[Coordinate annotation entries]
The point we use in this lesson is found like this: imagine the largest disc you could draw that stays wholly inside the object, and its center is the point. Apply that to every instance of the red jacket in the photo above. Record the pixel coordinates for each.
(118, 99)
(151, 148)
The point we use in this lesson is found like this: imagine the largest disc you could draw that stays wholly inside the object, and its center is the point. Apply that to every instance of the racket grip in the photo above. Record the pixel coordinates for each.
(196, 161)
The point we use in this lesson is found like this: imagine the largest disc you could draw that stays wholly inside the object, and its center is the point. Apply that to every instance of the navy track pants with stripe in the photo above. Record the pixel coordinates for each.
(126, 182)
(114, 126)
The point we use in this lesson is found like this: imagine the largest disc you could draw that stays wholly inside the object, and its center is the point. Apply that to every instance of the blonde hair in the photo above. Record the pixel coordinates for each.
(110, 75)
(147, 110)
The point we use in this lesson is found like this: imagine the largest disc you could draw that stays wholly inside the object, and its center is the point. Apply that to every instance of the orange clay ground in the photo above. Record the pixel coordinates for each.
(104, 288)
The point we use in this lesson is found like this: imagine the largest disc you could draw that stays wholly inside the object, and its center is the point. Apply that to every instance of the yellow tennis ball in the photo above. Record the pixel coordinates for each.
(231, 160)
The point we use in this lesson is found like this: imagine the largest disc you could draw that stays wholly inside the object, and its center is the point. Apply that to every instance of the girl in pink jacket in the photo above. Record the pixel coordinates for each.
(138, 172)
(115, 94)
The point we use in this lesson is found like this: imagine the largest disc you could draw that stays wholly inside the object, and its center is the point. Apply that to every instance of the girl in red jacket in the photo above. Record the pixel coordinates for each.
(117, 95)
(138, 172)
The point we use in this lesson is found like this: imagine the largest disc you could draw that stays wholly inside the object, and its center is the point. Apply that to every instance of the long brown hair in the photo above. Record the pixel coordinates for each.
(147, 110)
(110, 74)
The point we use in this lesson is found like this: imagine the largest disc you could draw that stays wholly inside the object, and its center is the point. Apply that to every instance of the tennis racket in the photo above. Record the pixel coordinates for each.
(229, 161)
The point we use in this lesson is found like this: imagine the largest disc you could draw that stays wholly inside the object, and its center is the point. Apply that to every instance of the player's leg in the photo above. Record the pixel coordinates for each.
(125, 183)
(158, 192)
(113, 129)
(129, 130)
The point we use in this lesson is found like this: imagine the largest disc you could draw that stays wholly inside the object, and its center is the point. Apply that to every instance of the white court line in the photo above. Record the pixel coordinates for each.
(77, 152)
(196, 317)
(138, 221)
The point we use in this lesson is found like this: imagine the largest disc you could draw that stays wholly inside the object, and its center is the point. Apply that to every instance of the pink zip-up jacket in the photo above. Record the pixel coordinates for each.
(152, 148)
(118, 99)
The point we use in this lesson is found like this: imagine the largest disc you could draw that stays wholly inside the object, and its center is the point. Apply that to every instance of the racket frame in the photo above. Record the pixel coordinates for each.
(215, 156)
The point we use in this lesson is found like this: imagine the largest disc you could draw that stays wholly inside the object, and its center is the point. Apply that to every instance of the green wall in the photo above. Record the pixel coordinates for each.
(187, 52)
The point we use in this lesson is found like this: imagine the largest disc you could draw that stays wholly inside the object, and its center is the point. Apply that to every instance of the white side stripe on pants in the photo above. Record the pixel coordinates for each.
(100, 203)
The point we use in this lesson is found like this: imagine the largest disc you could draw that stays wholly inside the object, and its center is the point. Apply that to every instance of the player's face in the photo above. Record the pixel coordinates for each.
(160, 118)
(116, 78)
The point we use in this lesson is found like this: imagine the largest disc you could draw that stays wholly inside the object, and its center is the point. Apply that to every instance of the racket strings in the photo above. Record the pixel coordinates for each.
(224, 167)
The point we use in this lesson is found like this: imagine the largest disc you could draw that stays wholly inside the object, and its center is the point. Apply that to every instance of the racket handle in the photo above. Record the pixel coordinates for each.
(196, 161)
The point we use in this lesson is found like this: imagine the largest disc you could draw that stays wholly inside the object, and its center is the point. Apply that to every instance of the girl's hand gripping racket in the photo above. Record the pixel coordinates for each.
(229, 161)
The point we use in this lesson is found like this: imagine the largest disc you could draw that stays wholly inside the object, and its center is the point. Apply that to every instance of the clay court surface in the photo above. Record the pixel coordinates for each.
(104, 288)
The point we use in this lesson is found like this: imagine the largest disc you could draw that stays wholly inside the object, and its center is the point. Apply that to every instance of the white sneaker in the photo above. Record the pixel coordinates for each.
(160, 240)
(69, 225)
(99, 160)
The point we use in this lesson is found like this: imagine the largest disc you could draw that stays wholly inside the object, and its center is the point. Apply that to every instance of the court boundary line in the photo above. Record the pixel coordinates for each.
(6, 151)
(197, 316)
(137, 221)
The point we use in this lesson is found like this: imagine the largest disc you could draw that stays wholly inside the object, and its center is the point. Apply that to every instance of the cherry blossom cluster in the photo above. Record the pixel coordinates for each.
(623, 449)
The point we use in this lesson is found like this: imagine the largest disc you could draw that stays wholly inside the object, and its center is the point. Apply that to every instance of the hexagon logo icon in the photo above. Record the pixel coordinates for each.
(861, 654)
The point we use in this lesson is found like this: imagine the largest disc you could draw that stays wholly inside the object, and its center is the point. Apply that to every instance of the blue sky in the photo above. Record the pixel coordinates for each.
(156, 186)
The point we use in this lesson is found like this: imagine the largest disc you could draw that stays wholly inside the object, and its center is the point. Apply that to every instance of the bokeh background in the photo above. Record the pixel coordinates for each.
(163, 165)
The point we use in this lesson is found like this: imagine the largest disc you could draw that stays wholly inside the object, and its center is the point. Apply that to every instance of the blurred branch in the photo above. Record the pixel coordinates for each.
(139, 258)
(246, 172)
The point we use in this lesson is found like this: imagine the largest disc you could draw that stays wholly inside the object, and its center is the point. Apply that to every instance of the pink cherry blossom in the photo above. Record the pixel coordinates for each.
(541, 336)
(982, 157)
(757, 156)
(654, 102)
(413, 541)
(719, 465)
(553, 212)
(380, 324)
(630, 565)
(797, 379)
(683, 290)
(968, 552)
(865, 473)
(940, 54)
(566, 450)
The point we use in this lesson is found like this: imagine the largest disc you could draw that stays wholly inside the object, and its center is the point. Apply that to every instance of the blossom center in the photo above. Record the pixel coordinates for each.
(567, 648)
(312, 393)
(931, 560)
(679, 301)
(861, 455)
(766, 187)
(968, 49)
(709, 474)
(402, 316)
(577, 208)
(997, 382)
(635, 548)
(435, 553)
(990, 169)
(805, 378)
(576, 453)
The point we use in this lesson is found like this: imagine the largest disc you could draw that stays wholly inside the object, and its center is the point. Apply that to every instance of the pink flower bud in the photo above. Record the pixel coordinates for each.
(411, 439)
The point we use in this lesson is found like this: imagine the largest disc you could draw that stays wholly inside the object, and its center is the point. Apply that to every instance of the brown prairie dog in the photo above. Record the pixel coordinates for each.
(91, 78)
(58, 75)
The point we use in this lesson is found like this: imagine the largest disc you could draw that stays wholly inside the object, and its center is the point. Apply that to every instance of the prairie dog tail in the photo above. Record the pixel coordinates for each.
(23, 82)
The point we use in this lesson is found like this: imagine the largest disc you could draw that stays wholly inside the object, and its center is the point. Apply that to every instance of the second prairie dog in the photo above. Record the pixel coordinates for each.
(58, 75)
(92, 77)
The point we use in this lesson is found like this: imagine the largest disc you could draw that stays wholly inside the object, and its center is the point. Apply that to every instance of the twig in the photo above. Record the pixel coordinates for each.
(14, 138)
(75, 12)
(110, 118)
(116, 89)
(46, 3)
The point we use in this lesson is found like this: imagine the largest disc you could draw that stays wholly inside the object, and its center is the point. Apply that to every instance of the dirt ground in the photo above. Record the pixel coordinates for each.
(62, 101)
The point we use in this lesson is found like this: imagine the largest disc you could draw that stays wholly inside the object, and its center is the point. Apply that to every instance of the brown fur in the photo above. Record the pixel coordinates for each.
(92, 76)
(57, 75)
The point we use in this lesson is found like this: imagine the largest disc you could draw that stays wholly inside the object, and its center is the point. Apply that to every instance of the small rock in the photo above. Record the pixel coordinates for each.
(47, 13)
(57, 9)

Instructions to follow:
Set down, word for word, every line from the line that holds "of the twig" to the end of the entries above, including both ends.

Correct result:
The point we use in this lesson is found like this: imagine the largest disc you could draw that stays wholly inside the object, and its center is the point. Apply that to every instance of the twig in the photo above. Record the pixel coordinates for each.
(14, 138)
(75, 12)
(110, 118)
(116, 89)
(46, 3)
The point we use in this lesson is found like this: imagine the largest disc you could draw that stays wholly inside the object, and its center is the point. Apply that to every instance of the dirt ground in the photo above. Record the pixel coordinates for each.
(62, 101)
The point we use in this lesson is found like this: imagine the largest disc you could draw that stays wholly inside the object, and its center is the point. Apply that to every instance of the brown fur in the photo above. Record the pixel coordinates for each.
(92, 76)
(57, 75)
The point we use in this lesson is found like this: imagine the largest disc you could draw that stays wholly inside the object, and its center is the point. Apply that to every instance of the small rock in the photo above. Record the pixel coordinates for each.
(47, 13)
(57, 9)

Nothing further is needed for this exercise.